▶ [What is being asked]
Copy the records below exactly.

*** Begin section ***

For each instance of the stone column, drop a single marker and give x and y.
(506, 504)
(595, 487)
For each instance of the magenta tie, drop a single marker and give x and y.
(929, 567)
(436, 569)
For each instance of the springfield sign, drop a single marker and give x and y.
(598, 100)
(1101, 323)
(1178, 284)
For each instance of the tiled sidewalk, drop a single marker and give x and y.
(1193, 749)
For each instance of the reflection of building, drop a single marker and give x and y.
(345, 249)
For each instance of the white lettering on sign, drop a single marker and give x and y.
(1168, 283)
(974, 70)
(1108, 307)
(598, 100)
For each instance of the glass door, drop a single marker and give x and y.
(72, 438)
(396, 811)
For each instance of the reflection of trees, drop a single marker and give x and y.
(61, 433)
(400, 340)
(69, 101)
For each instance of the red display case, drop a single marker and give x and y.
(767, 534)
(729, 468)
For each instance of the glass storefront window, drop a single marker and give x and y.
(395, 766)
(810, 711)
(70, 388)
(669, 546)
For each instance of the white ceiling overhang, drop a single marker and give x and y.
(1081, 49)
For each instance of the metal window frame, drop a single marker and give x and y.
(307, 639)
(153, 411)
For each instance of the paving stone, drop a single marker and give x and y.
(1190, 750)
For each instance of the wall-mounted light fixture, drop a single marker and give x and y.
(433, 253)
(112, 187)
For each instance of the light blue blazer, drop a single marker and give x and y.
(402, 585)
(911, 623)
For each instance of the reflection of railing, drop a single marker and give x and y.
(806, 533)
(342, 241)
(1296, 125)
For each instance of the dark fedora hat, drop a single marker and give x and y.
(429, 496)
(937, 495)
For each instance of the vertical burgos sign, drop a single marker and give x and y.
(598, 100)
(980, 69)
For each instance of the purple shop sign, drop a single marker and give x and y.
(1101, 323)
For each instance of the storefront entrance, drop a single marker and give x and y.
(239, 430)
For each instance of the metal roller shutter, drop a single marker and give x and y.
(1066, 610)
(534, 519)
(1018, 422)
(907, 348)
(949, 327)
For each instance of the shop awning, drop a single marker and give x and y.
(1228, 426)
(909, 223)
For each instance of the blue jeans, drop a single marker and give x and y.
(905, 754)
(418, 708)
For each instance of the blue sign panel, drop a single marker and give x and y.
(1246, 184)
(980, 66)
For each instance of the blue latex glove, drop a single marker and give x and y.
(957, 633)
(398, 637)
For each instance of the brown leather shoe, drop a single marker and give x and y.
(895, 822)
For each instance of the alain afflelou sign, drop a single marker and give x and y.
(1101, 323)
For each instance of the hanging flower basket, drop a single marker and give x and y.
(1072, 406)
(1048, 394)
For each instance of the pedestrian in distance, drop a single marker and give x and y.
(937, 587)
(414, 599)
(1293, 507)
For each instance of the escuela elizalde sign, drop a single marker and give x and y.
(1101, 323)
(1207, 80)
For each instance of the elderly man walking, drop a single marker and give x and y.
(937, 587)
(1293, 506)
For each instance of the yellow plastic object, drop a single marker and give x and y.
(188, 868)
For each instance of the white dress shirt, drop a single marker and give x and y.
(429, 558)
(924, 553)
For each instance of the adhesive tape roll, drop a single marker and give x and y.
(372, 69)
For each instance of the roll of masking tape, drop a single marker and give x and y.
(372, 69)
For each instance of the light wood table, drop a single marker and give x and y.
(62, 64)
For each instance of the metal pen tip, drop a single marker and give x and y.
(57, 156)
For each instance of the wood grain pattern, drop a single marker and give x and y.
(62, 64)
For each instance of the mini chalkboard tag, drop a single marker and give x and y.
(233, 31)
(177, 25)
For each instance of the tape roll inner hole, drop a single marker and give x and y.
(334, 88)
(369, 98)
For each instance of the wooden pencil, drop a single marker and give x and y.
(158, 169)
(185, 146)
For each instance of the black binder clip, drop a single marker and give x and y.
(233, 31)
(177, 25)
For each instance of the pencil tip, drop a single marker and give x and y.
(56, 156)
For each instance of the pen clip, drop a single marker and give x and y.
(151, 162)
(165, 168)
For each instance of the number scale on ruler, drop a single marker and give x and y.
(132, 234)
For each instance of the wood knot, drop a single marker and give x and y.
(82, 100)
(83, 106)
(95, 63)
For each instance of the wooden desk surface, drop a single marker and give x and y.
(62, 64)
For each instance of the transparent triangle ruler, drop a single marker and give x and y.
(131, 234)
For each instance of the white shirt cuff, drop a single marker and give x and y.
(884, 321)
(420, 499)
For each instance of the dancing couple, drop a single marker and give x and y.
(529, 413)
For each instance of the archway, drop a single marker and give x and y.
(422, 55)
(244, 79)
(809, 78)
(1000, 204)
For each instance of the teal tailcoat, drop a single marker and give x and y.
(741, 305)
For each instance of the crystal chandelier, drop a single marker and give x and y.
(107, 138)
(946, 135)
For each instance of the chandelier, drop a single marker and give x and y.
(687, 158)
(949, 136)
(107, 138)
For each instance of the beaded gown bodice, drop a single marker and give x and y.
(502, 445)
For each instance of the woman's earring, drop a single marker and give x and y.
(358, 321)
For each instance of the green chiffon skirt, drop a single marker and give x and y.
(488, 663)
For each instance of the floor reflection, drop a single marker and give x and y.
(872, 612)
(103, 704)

*** End section ***

▶ [Output]
For each instance of the stone column, drop a single marker and give x and y.
(506, 504)
(595, 487)
For each instance of the magenta tie, drop a single marker and give x and y.
(929, 567)
(436, 569)
For each instance of the springfield sign, drop a single marker and give x and y.
(598, 100)
(1101, 323)
(1178, 284)
For each instance of the tiled sidewalk, drop a single marker and give x and y.
(1193, 749)
For each instance of the reflection of building, drop a single marker and give x and y.
(345, 249)
For each instance of the white lettering on sign, drop a single marker and give x and y.
(1168, 283)
(974, 70)
(1108, 307)
(598, 100)
For each instance of the glass door, drop a single marker and give x and y.
(72, 438)
(396, 811)
For each instance of the reflection of trees, drop a single marker and give x and y.
(61, 433)
(400, 340)
(69, 101)
For each instance of the red display case, drop a single marker and give x and y.
(767, 534)
(729, 468)
For each instance of the glass storefront window, drop a single marker and give x and y.
(395, 766)
(810, 711)
(70, 388)
(669, 546)
For each instance of the white ceiling overhang, drop a single marker and give x and y.
(1081, 49)
For each instance of the metal window frame, drop a single marker and give x and y.
(307, 639)
(153, 411)
For each instance of the paving stone, drop a single marker and give x and y.
(1190, 750)
For each instance of the wall-mounted light fixture, drop a single marker and give x and y.
(433, 253)
(112, 187)
For each instance of the light blue blazer, drop a single marker and give x and y.
(402, 585)
(911, 623)
For each instance of the reflection of railing, drop a single marker and give x and y.
(806, 533)
(342, 241)
(1296, 125)
For each instance of the dark fedora hat, drop a single marker and give x and y.
(429, 496)
(937, 495)
For each instance of the vertical burgos sign, drop a single marker and give x and y.
(598, 100)
(980, 69)
For each instance of the purple shop sign, drop a single marker and give x and y.
(1101, 323)
For each instance of the storefront entrance, drop a single marker and give x and y.
(239, 430)
For each instance of the metal roller shutter, drop a single marker and give x and y.
(1066, 610)
(534, 519)
(1018, 422)
(907, 348)
(949, 327)
For each instance of the shop awning, drop a single marker and give x and y.
(1228, 426)
(909, 223)
For each instance of the blue jeans, drop a single marker and give x and y.
(905, 754)
(418, 708)
For each instance of the blue sign panel, drop a single marker and give x and y.
(1246, 184)
(980, 66)
For each instance of the blue latex glove, drop a single marker and give x and y.
(957, 633)
(398, 637)
For each instance of the brown leather shoe, drop a single marker and give x and y.
(895, 822)
For each instance of the alain afflelou sign, drop a single marker and give x and y.
(1101, 323)
For each instance of the hanging flower basket, drop a single marker and give x and y.
(1072, 406)
(1048, 394)
For each instance of the pedestrian in distance, drop a single marker and give x and y.
(937, 587)
(414, 599)
(1293, 507)
For each instance of the escuela elizalde sign, drop a single marker and give x and y.
(1101, 323)
(1207, 80)
For each instance of the elderly man walking, drop a single marker and give x and y.
(937, 587)
(1293, 506)
For each instance of the yellow plastic object, drop a single marker and give x and y.
(188, 868)
For each instance of the white dress shirt, drop a single marker and give x and y.
(429, 558)
(924, 553)
For each instance of the adhesive tape roll, drop a single marker and give x and y.
(372, 69)
For each instance of the roll of masking tape, drop a single marker and give x and y.
(372, 69)
For each instance of the light wood table, drop a single marker and give x and y.
(62, 64)
For each instance of the metal pen tip, drop a single marker and give x and y.
(57, 156)
For each instance of the wood grain pattern, drop a single marker and give x and y.
(62, 64)
For each instance of the mini chalkboard tag, drop a single marker and give x and y.
(233, 31)
(177, 25)
For each instance of the tape roll inner hole, drop a single marker and give x and y.
(334, 88)
(369, 98)
For each instance of the wooden pencil, drop a single marker and give x and y.
(158, 169)
(185, 146)
For each instance of the black binder clip, drop a single marker and give x and y.
(233, 31)
(177, 25)
For each instance of the pencil tip, drop a single marker and give x and y.
(56, 156)
For each instance of the pen clip, drop a single marker and give x and y.
(151, 162)
(165, 168)
For each instance of the number scale on ruler, drop a single marker and give x and y.
(132, 234)
For each instance of the wood knot, drop a single marker and give x and y.
(82, 100)
(83, 106)
(95, 63)
For each instance of the wooden desk surface, drop a single marker and give x and y.
(62, 64)
For each instance of the transparent triangle ruler, drop a single marker and give x and y.
(131, 234)
For each instance of the white shirt cuff, drop a single marker and give x and y.
(884, 321)
(420, 499)
For each instance of the dancing couple, drop a single marker and give x and y.
(529, 413)
For each instance of the archway, drop a single marker and give x and y.
(422, 55)
(244, 79)
(809, 78)
(1000, 204)
For each instance of the teal tailcoat, drop a single marker and give x and y.
(741, 305)
For each instance of the crystal chandelier, drop a single marker and give x and y.
(107, 138)
(946, 135)
For each instance of the chandelier, drop a single marker and give x and y.
(687, 158)
(949, 136)
(107, 138)
For each instance of the beaded gown bodice, drop a single marker and give x and y.
(502, 445)
For each instance of the woman's earring, drop a single marker and give x and y.
(358, 321)
For each instance of the green chiffon skirt, drop a single marker and give x and y.
(488, 663)
For each instance of the floor reflection, drop a single marker and give x and y.
(872, 612)
(103, 704)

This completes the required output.